▶ _What is needed_: Count the lines of the records that contain the word "light" and give only the number.

[Point annotation dataset records]
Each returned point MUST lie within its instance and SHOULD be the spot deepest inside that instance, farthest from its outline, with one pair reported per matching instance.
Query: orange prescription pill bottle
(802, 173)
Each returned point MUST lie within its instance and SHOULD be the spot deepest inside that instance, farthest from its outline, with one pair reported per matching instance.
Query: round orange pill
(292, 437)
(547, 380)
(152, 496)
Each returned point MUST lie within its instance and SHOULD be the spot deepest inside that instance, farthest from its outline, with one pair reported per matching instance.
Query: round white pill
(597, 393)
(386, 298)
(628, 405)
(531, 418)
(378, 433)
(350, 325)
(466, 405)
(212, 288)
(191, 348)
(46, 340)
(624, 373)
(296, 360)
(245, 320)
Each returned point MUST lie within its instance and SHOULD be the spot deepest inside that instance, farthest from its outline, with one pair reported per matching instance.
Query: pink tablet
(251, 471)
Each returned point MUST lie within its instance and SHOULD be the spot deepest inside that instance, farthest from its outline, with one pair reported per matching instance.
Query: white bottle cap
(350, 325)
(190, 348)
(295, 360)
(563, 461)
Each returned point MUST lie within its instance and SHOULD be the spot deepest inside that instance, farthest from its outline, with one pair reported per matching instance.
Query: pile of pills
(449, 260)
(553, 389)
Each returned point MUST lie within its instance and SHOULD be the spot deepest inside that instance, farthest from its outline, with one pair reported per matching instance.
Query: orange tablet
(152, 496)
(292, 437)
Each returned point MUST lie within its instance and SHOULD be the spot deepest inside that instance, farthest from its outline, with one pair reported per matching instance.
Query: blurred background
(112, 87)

==

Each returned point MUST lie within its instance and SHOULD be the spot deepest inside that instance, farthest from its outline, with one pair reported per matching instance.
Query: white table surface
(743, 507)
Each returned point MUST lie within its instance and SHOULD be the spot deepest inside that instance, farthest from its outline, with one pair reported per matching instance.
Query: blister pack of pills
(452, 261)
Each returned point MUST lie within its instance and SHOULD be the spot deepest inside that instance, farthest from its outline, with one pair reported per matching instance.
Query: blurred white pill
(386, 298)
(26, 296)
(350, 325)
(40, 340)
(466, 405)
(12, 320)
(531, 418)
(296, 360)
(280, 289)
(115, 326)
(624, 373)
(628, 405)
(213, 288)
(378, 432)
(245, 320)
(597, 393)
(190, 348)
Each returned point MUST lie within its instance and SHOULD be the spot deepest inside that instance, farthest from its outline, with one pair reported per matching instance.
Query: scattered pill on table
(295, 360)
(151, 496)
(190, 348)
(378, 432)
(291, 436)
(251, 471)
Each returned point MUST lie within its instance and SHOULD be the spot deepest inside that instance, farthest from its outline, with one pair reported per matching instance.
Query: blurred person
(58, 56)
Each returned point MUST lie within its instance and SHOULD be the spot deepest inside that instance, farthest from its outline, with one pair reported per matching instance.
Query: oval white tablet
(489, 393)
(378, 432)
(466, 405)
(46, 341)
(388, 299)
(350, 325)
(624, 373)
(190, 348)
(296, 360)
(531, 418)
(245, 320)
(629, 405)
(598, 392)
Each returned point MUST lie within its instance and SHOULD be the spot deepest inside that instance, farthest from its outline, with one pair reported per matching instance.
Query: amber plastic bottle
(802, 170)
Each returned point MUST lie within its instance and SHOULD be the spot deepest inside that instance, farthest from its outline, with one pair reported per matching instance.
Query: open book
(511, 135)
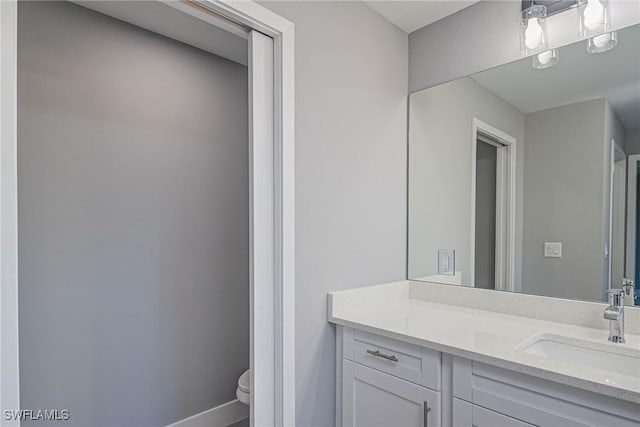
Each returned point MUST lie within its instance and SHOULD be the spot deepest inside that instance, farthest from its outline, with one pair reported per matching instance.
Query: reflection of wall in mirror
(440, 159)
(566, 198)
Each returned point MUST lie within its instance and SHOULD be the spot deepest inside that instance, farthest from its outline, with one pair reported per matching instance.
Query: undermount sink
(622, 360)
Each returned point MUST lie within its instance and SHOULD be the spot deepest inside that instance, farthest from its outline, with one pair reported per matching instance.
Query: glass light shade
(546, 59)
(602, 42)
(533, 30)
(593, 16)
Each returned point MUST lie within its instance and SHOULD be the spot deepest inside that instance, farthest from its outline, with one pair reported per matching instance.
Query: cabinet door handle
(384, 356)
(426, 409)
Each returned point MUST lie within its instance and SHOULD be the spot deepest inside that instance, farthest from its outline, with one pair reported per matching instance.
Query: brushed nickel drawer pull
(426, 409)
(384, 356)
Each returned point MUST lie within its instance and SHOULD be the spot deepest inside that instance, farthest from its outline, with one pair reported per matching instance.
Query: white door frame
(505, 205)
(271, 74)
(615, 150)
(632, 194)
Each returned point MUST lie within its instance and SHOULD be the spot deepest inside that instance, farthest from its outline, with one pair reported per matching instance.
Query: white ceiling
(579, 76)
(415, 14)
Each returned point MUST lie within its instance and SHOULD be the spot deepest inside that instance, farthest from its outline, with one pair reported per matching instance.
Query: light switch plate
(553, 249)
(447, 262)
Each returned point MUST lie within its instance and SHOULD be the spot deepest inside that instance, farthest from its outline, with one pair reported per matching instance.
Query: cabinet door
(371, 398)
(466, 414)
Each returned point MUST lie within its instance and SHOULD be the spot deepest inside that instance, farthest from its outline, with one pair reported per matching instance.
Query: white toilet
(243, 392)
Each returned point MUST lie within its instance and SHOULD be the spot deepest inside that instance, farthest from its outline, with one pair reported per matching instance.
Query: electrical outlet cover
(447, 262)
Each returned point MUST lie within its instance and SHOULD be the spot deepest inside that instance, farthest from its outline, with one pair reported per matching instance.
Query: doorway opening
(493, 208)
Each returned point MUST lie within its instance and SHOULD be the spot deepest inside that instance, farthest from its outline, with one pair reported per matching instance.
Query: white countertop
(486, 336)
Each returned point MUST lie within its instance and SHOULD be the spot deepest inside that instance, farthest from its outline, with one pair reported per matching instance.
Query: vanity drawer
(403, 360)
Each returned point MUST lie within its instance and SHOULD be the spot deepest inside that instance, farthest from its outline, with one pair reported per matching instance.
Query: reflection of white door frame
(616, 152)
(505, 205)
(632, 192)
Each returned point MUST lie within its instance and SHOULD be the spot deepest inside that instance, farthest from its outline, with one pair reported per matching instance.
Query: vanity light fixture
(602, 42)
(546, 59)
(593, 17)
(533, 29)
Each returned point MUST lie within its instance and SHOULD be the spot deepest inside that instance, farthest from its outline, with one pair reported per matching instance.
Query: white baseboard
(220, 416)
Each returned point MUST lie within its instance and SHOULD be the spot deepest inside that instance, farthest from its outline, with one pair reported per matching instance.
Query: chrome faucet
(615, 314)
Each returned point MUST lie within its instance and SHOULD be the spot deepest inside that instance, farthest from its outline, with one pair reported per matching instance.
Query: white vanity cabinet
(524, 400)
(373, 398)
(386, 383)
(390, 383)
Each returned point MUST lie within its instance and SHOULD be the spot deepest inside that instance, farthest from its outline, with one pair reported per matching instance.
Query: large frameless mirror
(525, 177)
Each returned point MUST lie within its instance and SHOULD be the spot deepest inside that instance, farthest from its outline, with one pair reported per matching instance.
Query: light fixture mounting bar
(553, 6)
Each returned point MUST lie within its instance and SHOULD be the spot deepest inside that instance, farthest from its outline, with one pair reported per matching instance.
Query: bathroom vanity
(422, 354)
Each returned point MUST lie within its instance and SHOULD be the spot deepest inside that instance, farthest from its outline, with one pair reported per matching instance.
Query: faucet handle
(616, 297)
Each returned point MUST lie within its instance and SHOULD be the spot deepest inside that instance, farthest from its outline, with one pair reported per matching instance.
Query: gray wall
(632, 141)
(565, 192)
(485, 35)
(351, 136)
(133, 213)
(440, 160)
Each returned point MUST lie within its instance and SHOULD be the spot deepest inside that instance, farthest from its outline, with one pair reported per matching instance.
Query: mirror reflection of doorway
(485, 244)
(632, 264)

▶ _Response_: 4